Your task: Print each line of the listing once more, precisely as given.

Entries supplied:
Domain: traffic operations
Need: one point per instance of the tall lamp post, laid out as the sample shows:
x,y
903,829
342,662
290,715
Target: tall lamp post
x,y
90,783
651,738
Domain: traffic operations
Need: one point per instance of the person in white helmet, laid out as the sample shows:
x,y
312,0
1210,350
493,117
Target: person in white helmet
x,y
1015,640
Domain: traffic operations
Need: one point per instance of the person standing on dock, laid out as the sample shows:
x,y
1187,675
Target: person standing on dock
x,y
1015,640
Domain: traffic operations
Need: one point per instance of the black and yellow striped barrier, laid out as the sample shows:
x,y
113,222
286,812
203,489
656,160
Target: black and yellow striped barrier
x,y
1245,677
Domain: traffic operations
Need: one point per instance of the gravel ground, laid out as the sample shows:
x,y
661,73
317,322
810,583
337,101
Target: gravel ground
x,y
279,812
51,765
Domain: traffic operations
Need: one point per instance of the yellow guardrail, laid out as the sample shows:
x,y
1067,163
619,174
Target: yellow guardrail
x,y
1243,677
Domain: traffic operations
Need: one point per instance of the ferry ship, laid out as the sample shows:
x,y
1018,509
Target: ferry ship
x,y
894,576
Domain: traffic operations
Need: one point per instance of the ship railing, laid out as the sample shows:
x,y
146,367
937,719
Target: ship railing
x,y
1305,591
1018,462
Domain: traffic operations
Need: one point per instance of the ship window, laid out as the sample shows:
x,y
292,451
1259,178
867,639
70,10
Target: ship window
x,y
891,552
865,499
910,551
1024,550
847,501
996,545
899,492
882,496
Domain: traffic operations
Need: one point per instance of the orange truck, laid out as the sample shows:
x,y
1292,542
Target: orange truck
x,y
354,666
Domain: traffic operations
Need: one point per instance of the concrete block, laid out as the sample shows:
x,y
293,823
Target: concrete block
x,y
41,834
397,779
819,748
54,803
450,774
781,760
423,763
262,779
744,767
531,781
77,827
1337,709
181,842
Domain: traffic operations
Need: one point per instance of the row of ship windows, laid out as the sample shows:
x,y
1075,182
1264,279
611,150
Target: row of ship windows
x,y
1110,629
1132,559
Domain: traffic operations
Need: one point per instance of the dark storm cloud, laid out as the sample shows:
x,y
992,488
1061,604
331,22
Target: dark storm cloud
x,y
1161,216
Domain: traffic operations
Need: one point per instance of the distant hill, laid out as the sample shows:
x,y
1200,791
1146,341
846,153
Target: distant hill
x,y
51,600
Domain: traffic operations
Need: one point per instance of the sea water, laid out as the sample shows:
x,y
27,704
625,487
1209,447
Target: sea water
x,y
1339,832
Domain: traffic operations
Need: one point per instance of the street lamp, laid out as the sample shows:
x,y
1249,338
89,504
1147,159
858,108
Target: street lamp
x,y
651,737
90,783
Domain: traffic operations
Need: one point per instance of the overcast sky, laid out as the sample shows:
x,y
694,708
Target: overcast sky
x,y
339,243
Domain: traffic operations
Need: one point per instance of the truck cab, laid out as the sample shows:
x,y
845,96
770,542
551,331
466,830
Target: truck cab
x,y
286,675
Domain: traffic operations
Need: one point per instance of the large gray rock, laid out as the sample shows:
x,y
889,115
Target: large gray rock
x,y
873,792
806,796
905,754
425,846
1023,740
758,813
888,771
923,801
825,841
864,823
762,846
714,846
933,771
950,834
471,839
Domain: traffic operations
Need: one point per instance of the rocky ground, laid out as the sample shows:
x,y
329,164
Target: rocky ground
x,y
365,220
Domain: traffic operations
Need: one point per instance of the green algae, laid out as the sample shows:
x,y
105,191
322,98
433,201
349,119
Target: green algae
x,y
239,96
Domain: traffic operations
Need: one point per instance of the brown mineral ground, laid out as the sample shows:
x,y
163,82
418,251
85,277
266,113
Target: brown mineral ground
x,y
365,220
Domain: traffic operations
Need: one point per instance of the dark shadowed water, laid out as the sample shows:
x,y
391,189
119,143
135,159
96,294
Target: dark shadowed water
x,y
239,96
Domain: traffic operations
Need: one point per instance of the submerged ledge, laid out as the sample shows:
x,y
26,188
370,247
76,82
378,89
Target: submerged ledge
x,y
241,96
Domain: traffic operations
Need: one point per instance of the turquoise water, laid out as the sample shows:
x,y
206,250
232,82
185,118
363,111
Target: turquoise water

The reply:
Domain: traffic operations
Need: one point per instance of the tall lamp post, laid out as the sample shows:
x,y
903,829
342,662
290,715
Target: tall lamp post
x,y
90,783
651,738
Domain: traffic operations
Need: one point per instance of the person in white helmet, laid out as the sample shows:
x,y
312,0
1210,350
493,117
Target: person in white helmet
x,y
1015,640
Domain: traffic operations
Need: one point per instance of the person standing on dock, laid out as the sample shows:
x,y
1187,675
Target: person standing on dock
x,y
1015,640
Domain: traffic operations
Need: one point per instance of the black and yellow striped barrier, laid out as the sample shows:
x,y
113,222
286,812
203,489
656,160
Target: black and yellow striped barrier
x,y
1245,677
Domain: traffic operations
Need: one point per instance of the gravel ground, laid out as the sample shows:
x,y
661,73
317,322
810,583
337,101
Target: gravel ground
x,y
279,812
51,765
Domain: traffic operations
Need: one point per instance of the yellow guardrail, laid out as the sample shows:
x,y
1067,163
619,174
Target: yellow guardrail
x,y
1243,677
Domain: traffic operations
Need: one point per instance of the ferry ship, laid out as the sample shows:
x,y
1018,509
Target: ferry ship
x,y
894,576
Domain: traffic operations
Need: one point per instance of the ship railing, laid out as the sample shows:
x,y
146,367
937,719
Target: ship railing
x,y
1305,591
1018,462
Domain: traffic operations
Need: one point per instance of the ship window, laid out as the sample shows:
x,y
292,451
1259,178
867,639
70,10
Target: ship window
x,y
891,552
865,499
910,551
1024,550
847,501
996,545
899,492
882,496
Domain: traffic operations
Need: one point per instance of the orange truck, laid out as the sample shows:
x,y
1292,542
Target: orange truck
x,y
354,666
Domain: traffic operations
Need: one point per instance of the concrete block, laid out as the sample shows:
x,y
293,823
Target: concrete block
x,y
41,834
397,779
819,748
54,803
450,774
781,760
423,763
262,779
744,767
531,781
77,827
1337,709
181,842
Domain: traffic operations
Need: one point per instance of the row of ship windows, laid out as the sample shows:
x,y
1075,182
1264,279
611,150
Target: row of ship windows
x,y
1110,629
1132,559
Domain: traffic operations
Need: one point per instance of the dark storm cloud, laid out as the sample shows:
x,y
992,488
1061,604
331,22
Target: dark storm cloud
x,y
1161,216
Domain: traffic operations
Need: one point per instance of the distant hill, laid out as the sample shows:
x,y
1200,791
1146,341
846,153
Target: distant hill
x,y
51,600
Domain: traffic operations
Need: one point per instance of the sea water, laid out as the sample shows:
x,y
27,704
625,487
1209,447
Target: sea water
x,y
1339,832
Domain: traffic operations
Need: one point per instance of the street lamp, laid out as the sample shows:
x,y
1249,338
89,504
1147,159
858,108
Target: street lamp
x,y
651,737
90,783
Domain: traffic operations
Need: one point per instance of the overcast sky, laid out as the sample shows:
x,y
694,708
Target: overcast sky
x,y
339,243
Domain: traffic operations
Need: one point per instance of the truck cab, laid out as the sample shows:
x,y
845,96
770,542
551,331
466,830
Target: truck cab
x,y
286,675
Domain: traffic operations
Need: one point per instance of the large gray rock, laid out as the sample shows:
x,y
889,115
Target: large gray rock
x,y
873,792
806,796
905,754
425,846
1023,740
758,813
888,771
923,801
825,841
864,823
762,846
714,846
933,771
950,834
471,839
Domain: traffic operations
Need: one point per instance of the rocky ground, laid out as the sample shows:
x,y
329,164
Target: rocky ground
x,y
365,220
Domain: traffic operations
Need: one point per instance of the green algae, laid out as the sample shows:
x,y
105,191
322,98
433,201
349,119
Target: green algae
x,y
239,96
Domain: traffic operations
Need: one point per instance of the brown mineral ground, laid out as the sample shows:
x,y
163,82
418,251
85,277
266,113
Target: brown mineral ground
x,y
365,220
Domain: traffic operations
Need: one point per instance of the dark shadowed water, laid out as the sample shows:
x,y
391,189
119,143
135,159
96,294
Target: dark shadowed water
x,y
239,96
Domain: traffic operations
Need: one point per instance of the submerged ledge, laid out as the sample shows:
x,y
26,188
370,247
76,82
378,89
Target: submerged ledge
x,y
241,96
Domain: traffic operations
Need: one point per instance of the turquoise water, laid out as the sample shows:
x,y
206,250
232,82
185,118
363,111
Target: turquoise water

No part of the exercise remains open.